## Challenge
Filter the data and copy out every line containing the word "person", treating uppercase and lowercase as different.

## Records for the task
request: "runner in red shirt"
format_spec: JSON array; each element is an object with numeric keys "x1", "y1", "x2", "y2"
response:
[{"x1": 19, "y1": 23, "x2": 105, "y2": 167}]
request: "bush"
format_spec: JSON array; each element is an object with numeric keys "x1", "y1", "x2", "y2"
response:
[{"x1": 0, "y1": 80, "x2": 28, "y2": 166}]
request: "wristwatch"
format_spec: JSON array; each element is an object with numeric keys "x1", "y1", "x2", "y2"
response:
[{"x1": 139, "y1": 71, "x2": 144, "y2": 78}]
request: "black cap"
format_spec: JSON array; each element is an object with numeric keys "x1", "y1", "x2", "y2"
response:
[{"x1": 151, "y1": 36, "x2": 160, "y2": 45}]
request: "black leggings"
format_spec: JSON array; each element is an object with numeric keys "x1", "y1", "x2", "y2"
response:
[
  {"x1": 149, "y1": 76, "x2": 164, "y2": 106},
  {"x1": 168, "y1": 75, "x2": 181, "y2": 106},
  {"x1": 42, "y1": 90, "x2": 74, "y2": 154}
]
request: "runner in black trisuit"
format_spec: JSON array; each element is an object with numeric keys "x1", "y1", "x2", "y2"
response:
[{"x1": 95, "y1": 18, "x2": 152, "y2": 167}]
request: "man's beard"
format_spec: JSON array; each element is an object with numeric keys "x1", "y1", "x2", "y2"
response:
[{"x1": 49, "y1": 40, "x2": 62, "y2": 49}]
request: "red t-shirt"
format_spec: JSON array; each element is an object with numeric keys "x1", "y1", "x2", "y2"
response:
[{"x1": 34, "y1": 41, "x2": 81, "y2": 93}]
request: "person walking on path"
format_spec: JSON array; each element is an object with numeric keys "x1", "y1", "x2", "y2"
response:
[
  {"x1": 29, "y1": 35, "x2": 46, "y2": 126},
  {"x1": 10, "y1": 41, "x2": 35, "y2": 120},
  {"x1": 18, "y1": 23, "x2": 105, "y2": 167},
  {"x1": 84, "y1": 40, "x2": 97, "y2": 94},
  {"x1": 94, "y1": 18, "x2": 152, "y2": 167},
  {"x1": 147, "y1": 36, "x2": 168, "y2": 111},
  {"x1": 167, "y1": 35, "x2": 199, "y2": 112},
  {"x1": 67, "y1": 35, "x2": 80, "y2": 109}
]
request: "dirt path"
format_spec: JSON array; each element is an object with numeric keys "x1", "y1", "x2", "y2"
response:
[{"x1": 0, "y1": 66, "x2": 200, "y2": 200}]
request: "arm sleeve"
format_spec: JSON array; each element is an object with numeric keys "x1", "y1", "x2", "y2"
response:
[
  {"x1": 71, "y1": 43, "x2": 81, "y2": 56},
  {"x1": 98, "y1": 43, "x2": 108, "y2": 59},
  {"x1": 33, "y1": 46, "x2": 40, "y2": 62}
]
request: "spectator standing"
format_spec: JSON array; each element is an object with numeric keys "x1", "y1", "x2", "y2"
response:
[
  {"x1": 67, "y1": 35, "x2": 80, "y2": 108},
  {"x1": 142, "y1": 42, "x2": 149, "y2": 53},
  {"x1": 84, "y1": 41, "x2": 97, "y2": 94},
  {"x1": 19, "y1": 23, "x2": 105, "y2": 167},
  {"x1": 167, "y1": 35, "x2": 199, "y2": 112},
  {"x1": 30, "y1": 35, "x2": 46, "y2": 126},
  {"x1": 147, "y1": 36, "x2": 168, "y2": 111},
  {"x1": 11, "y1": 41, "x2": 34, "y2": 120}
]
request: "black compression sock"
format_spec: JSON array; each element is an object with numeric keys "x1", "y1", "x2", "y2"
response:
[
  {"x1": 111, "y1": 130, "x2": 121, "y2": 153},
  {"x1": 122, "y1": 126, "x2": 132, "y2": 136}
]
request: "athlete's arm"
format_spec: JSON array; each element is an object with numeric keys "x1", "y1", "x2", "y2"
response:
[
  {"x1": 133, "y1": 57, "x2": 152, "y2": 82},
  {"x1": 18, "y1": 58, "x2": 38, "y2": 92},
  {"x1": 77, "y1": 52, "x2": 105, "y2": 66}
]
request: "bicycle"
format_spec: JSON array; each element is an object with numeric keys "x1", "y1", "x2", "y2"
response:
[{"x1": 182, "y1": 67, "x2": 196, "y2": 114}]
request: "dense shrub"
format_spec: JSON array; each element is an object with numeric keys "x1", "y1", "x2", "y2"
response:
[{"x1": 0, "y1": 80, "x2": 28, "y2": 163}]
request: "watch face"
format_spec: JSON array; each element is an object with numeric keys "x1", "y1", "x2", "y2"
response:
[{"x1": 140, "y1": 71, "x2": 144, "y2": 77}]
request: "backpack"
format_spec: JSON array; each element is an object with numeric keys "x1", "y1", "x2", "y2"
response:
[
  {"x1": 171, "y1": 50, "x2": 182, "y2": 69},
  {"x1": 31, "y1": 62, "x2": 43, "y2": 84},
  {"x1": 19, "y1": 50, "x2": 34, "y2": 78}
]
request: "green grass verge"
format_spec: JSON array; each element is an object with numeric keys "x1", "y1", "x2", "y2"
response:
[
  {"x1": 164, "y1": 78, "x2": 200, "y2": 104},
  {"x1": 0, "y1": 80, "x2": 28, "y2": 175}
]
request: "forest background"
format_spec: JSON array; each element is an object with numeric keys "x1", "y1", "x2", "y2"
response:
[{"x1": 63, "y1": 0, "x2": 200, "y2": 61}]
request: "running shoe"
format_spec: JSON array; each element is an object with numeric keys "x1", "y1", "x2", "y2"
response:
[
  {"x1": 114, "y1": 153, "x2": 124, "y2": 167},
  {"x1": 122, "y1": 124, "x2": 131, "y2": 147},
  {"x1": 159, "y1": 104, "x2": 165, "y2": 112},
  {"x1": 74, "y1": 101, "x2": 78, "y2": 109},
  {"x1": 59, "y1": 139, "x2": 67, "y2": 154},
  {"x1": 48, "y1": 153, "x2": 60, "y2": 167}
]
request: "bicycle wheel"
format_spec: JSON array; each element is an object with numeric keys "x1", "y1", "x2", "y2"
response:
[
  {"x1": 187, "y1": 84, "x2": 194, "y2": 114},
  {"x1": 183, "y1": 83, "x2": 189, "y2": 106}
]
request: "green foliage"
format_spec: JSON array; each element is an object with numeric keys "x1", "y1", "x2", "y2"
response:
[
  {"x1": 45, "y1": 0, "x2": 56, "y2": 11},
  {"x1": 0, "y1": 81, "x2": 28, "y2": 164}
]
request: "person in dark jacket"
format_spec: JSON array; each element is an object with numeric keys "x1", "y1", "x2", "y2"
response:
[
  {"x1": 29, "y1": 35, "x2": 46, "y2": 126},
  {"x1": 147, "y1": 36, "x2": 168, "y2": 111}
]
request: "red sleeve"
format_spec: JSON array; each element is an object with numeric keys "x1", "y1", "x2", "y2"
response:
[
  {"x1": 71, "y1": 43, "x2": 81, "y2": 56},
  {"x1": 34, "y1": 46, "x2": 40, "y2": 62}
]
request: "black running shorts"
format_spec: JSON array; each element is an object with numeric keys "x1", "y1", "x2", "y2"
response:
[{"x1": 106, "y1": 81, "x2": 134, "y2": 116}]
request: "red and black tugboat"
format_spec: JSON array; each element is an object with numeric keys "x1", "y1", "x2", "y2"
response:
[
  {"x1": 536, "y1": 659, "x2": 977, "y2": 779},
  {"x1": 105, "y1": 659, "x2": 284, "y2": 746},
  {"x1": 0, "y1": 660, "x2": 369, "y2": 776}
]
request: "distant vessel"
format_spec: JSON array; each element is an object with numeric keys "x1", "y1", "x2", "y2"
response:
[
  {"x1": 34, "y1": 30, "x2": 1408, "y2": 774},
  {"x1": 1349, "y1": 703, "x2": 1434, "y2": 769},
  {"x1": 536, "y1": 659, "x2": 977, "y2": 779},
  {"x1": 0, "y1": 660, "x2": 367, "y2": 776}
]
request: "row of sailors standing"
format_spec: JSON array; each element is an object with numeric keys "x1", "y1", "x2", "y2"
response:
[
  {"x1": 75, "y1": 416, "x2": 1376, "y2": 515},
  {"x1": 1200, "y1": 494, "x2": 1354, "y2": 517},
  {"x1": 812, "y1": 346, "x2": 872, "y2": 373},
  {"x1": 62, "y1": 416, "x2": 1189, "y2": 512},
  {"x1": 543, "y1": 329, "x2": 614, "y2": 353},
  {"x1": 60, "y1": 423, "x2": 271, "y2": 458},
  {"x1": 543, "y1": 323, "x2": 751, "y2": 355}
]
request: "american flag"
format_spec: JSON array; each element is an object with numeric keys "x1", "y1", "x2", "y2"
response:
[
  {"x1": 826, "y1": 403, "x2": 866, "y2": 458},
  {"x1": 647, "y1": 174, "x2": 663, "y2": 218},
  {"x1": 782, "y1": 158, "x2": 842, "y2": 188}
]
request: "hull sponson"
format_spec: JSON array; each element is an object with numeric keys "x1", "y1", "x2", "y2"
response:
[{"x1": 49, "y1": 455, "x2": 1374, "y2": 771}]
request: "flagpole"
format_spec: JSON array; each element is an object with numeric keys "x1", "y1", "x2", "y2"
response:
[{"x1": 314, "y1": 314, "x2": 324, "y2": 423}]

## Answer to this task
request: "person walking on path"
request: "person in dark jacket"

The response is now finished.